Exercise |
Copy every record below exactly.

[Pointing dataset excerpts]
━━━━━━━━━━━━━━━━
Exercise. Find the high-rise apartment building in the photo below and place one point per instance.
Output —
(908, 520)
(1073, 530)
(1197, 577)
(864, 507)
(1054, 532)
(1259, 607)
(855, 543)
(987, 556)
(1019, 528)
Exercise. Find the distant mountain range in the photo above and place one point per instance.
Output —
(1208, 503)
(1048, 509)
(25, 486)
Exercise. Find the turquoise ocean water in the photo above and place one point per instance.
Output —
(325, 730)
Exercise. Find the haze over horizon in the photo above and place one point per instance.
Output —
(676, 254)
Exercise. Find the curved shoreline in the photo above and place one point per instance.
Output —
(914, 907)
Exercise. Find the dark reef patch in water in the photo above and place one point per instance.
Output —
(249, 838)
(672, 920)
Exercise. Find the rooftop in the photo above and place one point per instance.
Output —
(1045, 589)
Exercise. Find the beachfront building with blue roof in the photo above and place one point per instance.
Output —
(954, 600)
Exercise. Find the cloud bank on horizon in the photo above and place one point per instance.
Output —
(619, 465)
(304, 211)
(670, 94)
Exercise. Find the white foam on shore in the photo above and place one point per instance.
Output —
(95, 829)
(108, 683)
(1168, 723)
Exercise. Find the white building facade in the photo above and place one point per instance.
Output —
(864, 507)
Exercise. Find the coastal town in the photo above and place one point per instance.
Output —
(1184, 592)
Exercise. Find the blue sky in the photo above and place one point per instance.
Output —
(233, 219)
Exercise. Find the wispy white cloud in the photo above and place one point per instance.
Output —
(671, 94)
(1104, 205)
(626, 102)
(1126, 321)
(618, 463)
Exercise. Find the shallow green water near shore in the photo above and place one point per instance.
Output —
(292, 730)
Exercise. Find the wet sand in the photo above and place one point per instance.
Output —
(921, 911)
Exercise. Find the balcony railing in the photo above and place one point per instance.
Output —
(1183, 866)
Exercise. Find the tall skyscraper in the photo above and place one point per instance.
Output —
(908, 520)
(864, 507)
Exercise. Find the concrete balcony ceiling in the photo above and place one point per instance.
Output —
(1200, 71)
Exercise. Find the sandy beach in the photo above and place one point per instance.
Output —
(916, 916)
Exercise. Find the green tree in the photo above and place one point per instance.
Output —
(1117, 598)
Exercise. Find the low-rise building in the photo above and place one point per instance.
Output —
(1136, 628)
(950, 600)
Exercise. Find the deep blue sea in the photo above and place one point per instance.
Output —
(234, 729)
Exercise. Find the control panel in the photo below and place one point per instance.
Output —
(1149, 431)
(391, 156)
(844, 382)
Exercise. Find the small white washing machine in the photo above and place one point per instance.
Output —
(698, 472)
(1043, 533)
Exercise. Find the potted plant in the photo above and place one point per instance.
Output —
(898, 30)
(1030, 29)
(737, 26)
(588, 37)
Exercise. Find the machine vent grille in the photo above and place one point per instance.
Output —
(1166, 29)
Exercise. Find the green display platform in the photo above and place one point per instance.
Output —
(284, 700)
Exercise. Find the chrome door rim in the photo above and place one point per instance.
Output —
━━━━━━━━━━━━━━━━
Exercise result |
Exercise. Find the high-rise apartment building in the photo below and place one point per instance.
Output —
(908, 520)
(1073, 530)
(1197, 577)
(864, 507)
(1054, 532)
(1259, 607)
(855, 543)
(987, 556)
(1019, 528)
Exercise. Find the distant mountain range in the photo above and place one point per instance.
Output —
(1208, 503)
(1048, 509)
(25, 486)
Exercise. Find the turquoise ocean water in the photo above and place one point per instance.
Output —
(325, 730)
Exercise. Find the haze over horizon in the photo above and place one point per instance.
Output —
(676, 254)
Exercise. Find the curved shoreline in the photo above and place one point per instance.
Output —
(914, 907)
Exercise. Find the dark reef patch in water in the photo above and place one point per instance.
Output —
(249, 838)
(672, 920)
Exercise. Find the rooftop in the photo above and place one point per instance.
Output —
(1045, 589)
Exercise. Find the beachfront building with blue roof in the photo above and place one point per instance.
Output —
(954, 600)
Exercise. Find the cloud bank on horizon in the photo above and place one point per instance.
Output —
(619, 465)
(304, 211)
(670, 94)
Exercise. Find the white foam on shore in the photo above and place one point per instance.
Output —
(95, 829)
(108, 683)
(1168, 723)
Exercise. Find the white building facade in the photo above and place one point per instance.
Output —
(864, 507)
Exercise. Find the coastal town in the photo above and place one point per instance.
Output —
(1184, 592)
Exercise. Find the blue sky in the photo above and place one point per instance.
Output —
(233, 219)
Exercise. Find the wispy white cloud in the photo above and place one point per instance.
Output —
(671, 94)
(1104, 205)
(626, 102)
(1126, 321)
(618, 463)
Exercise. Find the shallow green water near shore in the photo above and place one point per instance.
Output —
(292, 730)
Exercise. Find the wet sand in the photo above and place one point per instance.
Output —
(921, 911)
Exercise. Find the balcony railing in the photo above and place one point per instance.
Output —
(1183, 866)
Exercise. Find the tall skyscraper in the photo above and place one point per instance.
Output —
(908, 520)
(864, 507)
Exercise. Find the concrete balcony ceiling in the photo above and place one point per instance.
Output —
(1200, 71)
Exercise. Find the sandy beach in the photo above and place one point per instance.
Output —
(916, 916)
Exercise. Find the green tree in the photo above and place one point per instance.
Output —
(1117, 598)
Exercise. Find the low-rise building in the photo above and place one point per instance.
Output —
(1136, 628)
(950, 600)
Exercise. Find the deep blue sea in the photo above and place one point per instance.
Output —
(234, 729)
Exercise. Find the control panel in the photo below and place one point per instance.
Output —
(1149, 431)
(391, 156)
(844, 382)
Exercise. Find the small white washing machine in the photo above and place one point per instance.
Output —
(698, 472)
(1043, 533)
Exercise. Find the potted plant in the photo above and place one point per instance.
Output —
(898, 30)
(1030, 29)
(737, 26)
(588, 37)
Exercise. Find the machine vent grille in the photo above and place one point per instance.
Output —
(1166, 29)
Exercise. Find the green display platform in the photo above and place one point per instance.
Output —
(284, 700)
Exercise. Find the chrome door rim in the photo above and place one point per instance.
Output —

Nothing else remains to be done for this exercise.